Aim of the exercise -
Your task is to repeat the listing exactly.

Exercise material -

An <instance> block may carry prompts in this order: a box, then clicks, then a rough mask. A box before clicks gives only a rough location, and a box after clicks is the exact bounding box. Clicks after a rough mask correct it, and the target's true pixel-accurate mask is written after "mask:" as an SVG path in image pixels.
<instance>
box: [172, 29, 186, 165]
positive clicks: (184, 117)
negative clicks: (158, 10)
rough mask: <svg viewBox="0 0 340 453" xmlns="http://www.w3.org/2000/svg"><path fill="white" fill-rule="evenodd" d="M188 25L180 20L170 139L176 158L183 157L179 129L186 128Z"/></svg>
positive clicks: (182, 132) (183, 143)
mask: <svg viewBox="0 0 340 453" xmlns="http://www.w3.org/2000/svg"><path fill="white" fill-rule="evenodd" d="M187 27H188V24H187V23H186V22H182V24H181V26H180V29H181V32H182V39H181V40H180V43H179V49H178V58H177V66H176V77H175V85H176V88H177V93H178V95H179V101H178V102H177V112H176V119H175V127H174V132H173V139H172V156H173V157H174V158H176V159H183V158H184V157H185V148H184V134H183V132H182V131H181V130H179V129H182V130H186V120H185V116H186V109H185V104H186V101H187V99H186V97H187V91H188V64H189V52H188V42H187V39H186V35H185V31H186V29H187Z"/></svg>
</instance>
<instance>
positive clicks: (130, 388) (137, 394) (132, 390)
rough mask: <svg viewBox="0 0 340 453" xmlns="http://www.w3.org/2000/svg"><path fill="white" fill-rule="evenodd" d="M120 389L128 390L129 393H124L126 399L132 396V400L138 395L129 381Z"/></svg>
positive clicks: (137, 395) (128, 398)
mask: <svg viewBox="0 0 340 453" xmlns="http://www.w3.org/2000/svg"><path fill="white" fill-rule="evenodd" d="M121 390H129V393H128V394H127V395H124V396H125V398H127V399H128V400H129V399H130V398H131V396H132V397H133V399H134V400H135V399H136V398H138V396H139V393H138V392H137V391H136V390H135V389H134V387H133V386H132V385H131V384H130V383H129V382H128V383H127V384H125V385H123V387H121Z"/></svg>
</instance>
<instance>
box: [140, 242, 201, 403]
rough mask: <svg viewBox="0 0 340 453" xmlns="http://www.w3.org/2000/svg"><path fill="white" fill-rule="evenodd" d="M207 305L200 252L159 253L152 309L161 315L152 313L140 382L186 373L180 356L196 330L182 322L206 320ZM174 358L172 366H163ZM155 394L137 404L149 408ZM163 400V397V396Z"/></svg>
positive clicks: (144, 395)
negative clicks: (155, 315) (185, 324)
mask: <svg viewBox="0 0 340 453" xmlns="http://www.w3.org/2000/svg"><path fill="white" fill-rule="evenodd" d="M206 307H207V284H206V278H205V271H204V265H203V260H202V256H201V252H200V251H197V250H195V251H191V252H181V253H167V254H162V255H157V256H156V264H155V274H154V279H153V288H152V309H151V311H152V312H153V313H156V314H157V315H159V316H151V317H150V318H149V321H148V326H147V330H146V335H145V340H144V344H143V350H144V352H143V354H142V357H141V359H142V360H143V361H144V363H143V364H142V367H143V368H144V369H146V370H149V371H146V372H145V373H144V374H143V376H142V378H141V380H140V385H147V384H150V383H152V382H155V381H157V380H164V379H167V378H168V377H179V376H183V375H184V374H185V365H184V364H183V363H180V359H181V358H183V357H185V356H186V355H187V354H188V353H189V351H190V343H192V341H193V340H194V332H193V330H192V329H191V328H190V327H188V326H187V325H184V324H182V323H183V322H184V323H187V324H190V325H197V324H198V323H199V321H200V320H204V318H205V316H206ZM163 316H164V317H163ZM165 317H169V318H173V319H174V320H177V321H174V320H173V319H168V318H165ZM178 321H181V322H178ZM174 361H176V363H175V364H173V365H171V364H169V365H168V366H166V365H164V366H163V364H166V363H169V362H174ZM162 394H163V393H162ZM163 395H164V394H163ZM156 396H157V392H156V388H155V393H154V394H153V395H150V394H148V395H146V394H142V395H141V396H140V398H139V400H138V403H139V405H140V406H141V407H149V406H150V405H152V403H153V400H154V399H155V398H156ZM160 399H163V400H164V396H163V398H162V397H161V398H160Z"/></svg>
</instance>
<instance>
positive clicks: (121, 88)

Output -
An <instance> block may carry prompts in this order: a box, then clicks, then a rough mask. A box before clicks gives only a rough location, and a box after clicks is the exact bounding box. Clicks after a rough mask correct it, and the target's true pixel-accurate mask is written after "mask:" as an SVG path in image pixels.
<instance>
box: [172, 29, 186, 165]
positive clicks: (184, 117)
negative clicks: (158, 10)
rough mask: <svg viewBox="0 0 340 453" xmlns="http://www.w3.org/2000/svg"><path fill="white" fill-rule="evenodd" d="M188 25L180 20L170 139L176 158L183 157L179 129L186 128Z"/></svg>
positive clicks: (182, 132) (183, 143)
mask: <svg viewBox="0 0 340 453" xmlns="http://www.w3.org/2000/svg"><path fill="white" fill-rule="evenodd" d="M187 27H188V24H187V23H186V22H182V24H181V26H180V29H181V32H182V39H181V40H180V43H179V49H178V58H177V66H176V77H175V85H176V88H177V93H178V95H179V101H178V102H177V112H176V119H175V127H174V132H173V139H172V156H173V157H174V158H176V159H183V158H184V157H185V148H184V134H183V132H182V131H181V130H179V129H182V130H186V120H185V116H186V109H185V104H186V101H187V99H186V97H187V91H188V64H189V52H188V42H187V39H186V35H185V31H186V29H187Z"/></svg>
</instance>
<instance>
positive clicks: (130, 388) (137, 394) (132, 390)
rough mask: <svg viewBox="0 0 340 453" xmlns="http://www.w3.org/2000/svg"><path fill="white" fill-rule="evenodd" d="M120 389L128 390L129 393H124L126 399L132 396V400L138 395L129 381Z"/></svg>
positive clicks: (137, 395) (128, 398)
mask: <svg viewBox="0 0 340 453" xmlns="http://www.w3.org/2000/svg"><path fill="white" fill-rule="evenodd" d="M121 390H129V393H128V394H127V395H124V396H125V398H127V399H128V400H129V399H130V398H131V396H132V397H133V399H134V400H135V399H136V398H138V396H139V393H138V392H137V391H136V390H135V389H134V387H133V386H132V385H131V384H130V383H129V382H128V383H127V384H125V385H123V387H121Z"/></svg>
</instance>
<instance>
box: [140, 242, 201, 403]
rough mask: <svg viewBox="0 0 340 453" xmlns="http://www.w3.org/2000/svg"><path fill="white" fill-rule="evenodd" d="M207 305L200 252L159 253L152 309L161 315L152 313L140 382L186 373L180 356L196 330L182 322L206 320ZM174 358L172 366H163ZM155 394L137 404L149 408ZM163 400V397V396Z"/></svg>
positive clicks: (144, 395)
negative clicks: (155, 315) (185, 324)
mask: <svg viewBox="0 0 340 453" xmlns="http://www.w3.org/2000/svg"><path fill="white" fill-rule="evenodd" d="M206 307H207V284H206V278H205V271H204V265H203V260H202V256H201V252H200V251H197V250H195V251H191V252H181V253H167V254H162V255H157V256H156V264H155V274H154V279H153V288H152V309H151V311H152V312H153V313H156V314H157V315H159V316H151V317H150V318H149V321H148V326H147V330H146V335H145V340H144V344H143V350H144V352H143V354H142V357H141V359H142V360H143V361H144V363H143V364H142V367H143V368H144V369H146V370H149V371H146V372H145V373H144V374H143V376H142V378H141V380H140V385H147V384H150V383H152V382H155V381H157V380H164V379H167V378H168V377H179V376H183V375H184V374H185V365H184V364H183V363H180V359H181V358H183V357H185V356H186V355H187V354H188V353H189V351H190V343H192V341H193V340H194V332H193V330H192V329H191V328H190V327H188V326H187V325H184V324H182V323H183V322H184V323H187V324H190V325H197V324H198V323H199V321H200V320H204V318H205V316H206ZM163 316H164V317H163ZM165 317H169V318H173V319H174V320H177V321H174V320H173V319H168V318H165ZM178 321H181V322H178ZM174 361H176V363H175V364H173V365H171V364H169V365H168V366H166V365H164V366H163V364H166V363H169V362H174ZM162 394H163V393H162ZM163 395H164V394H163ZM156 396H157V392H156V388H155V393H154V394H153V395H150V394H148V395H146V394H142V395H141V396H140V398H139V400H138V403H139V405H140V406H141V407H149V406H150V405H152V403H153V400H154V399H155V398H156ZM160 399H163V400H164V396H163V398H162V397H161V398H160Z"/></svg>
</instance>
<instance>
positive clicks: (121, 88)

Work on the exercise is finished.